DOCUMENT TEXT:
HUNTSVILLE Ala. -- Armed Forces Week continued in Huntsville Wednesday. Alabama's Adjutant General spoke at an event those who have served in the military. She said that while it is great we continue to honor our military, if we don't encourage the new generation to join the ranks, there will be fewer and fewer to honor in the future.
Major General Sheryl Gordan advises the governor on military affairs and commands the Alabama Army and Air National Guard.
"I don't see myself as a trailblazer, or someone who has broken the glass ceiling," Gordan said.
She's the first woman to hold the job, and she is one of only two female major generals in all of the soldiers in the Army National Guard. She may not consider herself a trailblazer but she could be an inspiration.
"I would hope that what I have done gives them the opportunity to say it can be done, and I too can do this," Gordon said.
Gordon spoke at a luncheon honoring the armed forces in Huntsville. She said it's great we continue to honor and recognize our military.
"But there won't be anybody to recognize if we don't work diligently on getting qualified troops in our formation," she said.

EXTRACTED ENTRIES:
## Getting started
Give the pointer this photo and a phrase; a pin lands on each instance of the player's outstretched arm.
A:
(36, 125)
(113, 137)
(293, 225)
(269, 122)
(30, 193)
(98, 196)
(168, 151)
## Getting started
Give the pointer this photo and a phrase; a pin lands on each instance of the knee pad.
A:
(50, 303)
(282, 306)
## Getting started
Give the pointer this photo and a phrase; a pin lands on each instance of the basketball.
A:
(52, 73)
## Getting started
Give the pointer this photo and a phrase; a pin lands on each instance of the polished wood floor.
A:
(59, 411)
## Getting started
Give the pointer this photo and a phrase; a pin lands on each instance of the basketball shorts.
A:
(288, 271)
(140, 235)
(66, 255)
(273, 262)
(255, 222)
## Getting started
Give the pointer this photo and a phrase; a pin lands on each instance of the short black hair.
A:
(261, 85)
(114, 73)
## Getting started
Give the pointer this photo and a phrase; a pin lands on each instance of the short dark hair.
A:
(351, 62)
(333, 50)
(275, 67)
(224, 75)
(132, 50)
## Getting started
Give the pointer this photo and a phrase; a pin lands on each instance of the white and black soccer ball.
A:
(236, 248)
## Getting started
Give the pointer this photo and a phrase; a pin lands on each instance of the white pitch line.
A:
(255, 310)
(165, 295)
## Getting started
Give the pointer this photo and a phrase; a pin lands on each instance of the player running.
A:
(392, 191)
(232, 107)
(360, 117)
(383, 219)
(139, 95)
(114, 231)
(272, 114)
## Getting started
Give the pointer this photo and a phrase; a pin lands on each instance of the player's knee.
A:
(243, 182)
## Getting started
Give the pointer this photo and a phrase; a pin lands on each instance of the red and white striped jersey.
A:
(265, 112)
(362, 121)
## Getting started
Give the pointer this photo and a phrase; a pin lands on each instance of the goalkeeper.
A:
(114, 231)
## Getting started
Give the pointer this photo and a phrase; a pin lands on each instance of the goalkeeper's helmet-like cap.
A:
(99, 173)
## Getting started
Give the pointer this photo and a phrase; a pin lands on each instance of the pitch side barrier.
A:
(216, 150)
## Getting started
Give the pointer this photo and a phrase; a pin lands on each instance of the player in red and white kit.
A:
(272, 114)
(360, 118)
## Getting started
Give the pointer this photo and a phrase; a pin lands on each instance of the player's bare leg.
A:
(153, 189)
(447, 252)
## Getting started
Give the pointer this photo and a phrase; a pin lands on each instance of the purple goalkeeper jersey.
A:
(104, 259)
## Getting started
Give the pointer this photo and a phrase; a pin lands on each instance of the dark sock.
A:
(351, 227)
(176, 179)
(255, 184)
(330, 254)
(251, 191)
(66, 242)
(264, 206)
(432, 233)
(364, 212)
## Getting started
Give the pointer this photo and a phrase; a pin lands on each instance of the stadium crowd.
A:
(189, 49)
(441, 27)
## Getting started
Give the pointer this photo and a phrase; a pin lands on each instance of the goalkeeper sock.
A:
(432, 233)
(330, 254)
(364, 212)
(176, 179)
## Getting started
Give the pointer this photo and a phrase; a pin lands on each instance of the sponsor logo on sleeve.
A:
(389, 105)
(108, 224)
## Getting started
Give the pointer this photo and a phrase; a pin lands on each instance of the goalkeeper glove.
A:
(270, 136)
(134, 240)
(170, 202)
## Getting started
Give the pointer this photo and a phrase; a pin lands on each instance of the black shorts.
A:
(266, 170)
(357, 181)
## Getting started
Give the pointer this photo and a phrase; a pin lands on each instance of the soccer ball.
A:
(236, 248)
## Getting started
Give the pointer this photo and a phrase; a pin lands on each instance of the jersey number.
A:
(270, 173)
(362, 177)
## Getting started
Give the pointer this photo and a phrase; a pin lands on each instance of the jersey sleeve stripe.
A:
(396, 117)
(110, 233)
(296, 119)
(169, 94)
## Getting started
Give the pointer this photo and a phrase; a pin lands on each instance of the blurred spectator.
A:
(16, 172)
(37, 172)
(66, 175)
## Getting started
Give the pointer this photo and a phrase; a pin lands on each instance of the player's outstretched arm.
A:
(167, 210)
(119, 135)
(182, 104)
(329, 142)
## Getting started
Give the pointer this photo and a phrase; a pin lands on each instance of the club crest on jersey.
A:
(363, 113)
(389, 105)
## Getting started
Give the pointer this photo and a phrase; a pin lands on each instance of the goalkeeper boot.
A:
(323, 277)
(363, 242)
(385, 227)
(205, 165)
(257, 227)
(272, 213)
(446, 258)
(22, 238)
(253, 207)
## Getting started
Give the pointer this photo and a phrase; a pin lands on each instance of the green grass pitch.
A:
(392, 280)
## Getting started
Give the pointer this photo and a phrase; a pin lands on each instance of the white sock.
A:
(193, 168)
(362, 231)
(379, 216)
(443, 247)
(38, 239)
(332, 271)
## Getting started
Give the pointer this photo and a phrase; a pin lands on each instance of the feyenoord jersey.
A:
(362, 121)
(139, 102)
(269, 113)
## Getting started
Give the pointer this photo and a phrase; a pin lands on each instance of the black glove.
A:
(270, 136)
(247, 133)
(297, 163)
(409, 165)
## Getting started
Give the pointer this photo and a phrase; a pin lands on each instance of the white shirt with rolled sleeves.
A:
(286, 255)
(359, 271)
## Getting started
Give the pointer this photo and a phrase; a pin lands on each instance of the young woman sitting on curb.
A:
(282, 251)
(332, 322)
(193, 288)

EXERCISE BRIEF: Carry on the news article about Alabama's Adjutant General speaking at the Huntsville Armed Forces Week luncheon, starting after its final quote. The records come from a different source than the text.

ANSWER SECTION:
She said less than 1% of the U.S. population chooses to serve in the military. Not only that, the pool of candidates who are eligible to serve is also shrinking.
"Part of the problems are rising obesity rates within our state, increase diagnosis of ADD, ADHD," Gordon said. "We even had a tattoo policy that they've lightened up on. That kept people from enlisting."
She said criminal backgrounds and education levels are also keeping people out of the military.
"We've got to get out there and fond out what motivates this current 17 to 24-year-old age group," said Gordon.
She said she doesn't have all the answers but of the soldiers and airmen that do join, they're bright, enthusiastic, and will continue to push boundaries and blaze trails.